= PASSAGE GIVEN =
################

Award in Inquiry Based Learning in STEM Subjects

MQF Level: 6

ECTS Value: 2 ECTS

Duration: 4 Sessions

Contact Hours: 10

Self Study Hours: 24

Assessment Hours: 16


Course Description

Inquiry-based learning has its roots in constructivism where the main ideology is that individuals must actively construct their knowledge ideally using a collaborative approach. Echoing constructivist theories, the National Minimum Curriculum considers learning as an active process and proposes student-centred inquiry-based approaches. This course aims to encourage teachers to use inquiry-based learning to help students become better learners by developing their critical thinking skills and preparing them to become life-long learners. 

It also aims to illustrate ways in which teachers can engage students who do not function well in a more traditional learning environment since inquiry-based learning can be adapted for all age groups and validates the knowledge and experiences of students, including those from disadvantaged groups.

Entry Requirements

Applicants interested in following this programme are to be in possession of one of the minimum eligibility criteria:

1. A Bachelor of Education (MQF 6 with a minimum of 180 ECTS);

2. A Bachelor’s degree (MQF 6 with a minimum of 180 ECTS) in addition to a teaching qualification at MQF Level 6 or higher.  

Overall Objectives and Outcomes

By the end of this module, the learner will be able to:


a) Collaborate with other educators to enable personalised professional development;
b) Carry out tasks which are subject-related and based on curriculum content but which have an inquiry component;
c) Be responsible for managing classroom interaction and supporting collaborative work;
d) Guide students to plan investigations in which students can experiment, interpret, evaluate and communicate results.

################

(Image annotation data)
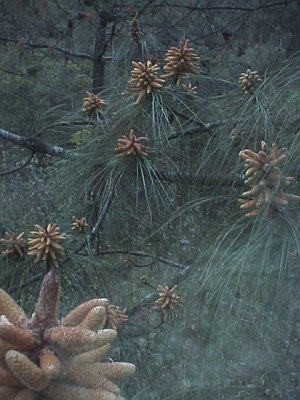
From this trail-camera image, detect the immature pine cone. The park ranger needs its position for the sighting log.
[239,142,300,217]
[82,92,106,116]
[128,61,165,104]
[27,224,65,266]
[239,69,261,94]
[162,40,199,85]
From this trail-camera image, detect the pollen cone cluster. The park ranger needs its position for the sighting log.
[128,61,165,103]
[0,232,25,257]
[239,69,261,94]
[239,142,300,217]
[154,285,181,320]
[130,17,143,42]
[163,40,199,85]
[72,215,89,232]
[27,224,65,266]
[82,92,106,116]
[115,129,150,157]
[0,269,135,400]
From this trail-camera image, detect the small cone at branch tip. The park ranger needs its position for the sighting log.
[0,289,28,324]
[78,306,107,331]
[239,69,261,94]
[127,61,165,103]
[27,223,65,267]
[32,268,60,329]
[5,350,49,391]
[62,298,109,326]
[82,92,106,115]
[162,40,199,85]
[115,129,151,158]
[238,141,300,217]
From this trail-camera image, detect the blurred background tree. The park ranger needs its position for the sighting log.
[0,0,300,400]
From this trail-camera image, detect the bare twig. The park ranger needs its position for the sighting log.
[0,128,77,158]
[0,150,35,176]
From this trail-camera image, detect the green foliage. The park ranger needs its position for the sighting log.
[0,1,300,400]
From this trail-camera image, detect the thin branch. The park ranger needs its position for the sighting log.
[90,186,118,239]
[168,120,228,140]
[173,0,297,12]
[0,37,94,61]
[0,128,77,158]
[0,150,35,176]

################

= PROMPT =
Revise the course page from "Duration: 4 Sessions" to "become life-long learners." so that "collaborative approach" reads "cooperative approach", and write out that stretch in full. These records come from a source separate from the course page.

= SOLUTION FOR THIS PROBLEM =
Duration: 4 Sessions

Contact Hours: 10

Self Study Hours: 24

Assessment Hours: 16


Course Description

Inquiry-based learning has its roots in constructivism where the main ideology is that individuals must actively construct their knowledge ideally using a cooperative approach. Echoing constructivist theories, the National Minimum Curriculum considers learning as an active process and proposes student-centred inquiry-based approaches. This course aims to encourage teachers to use inquiry-based learning to help students become better learners by developing their critical thinking skills and preparing them to become life-long learners.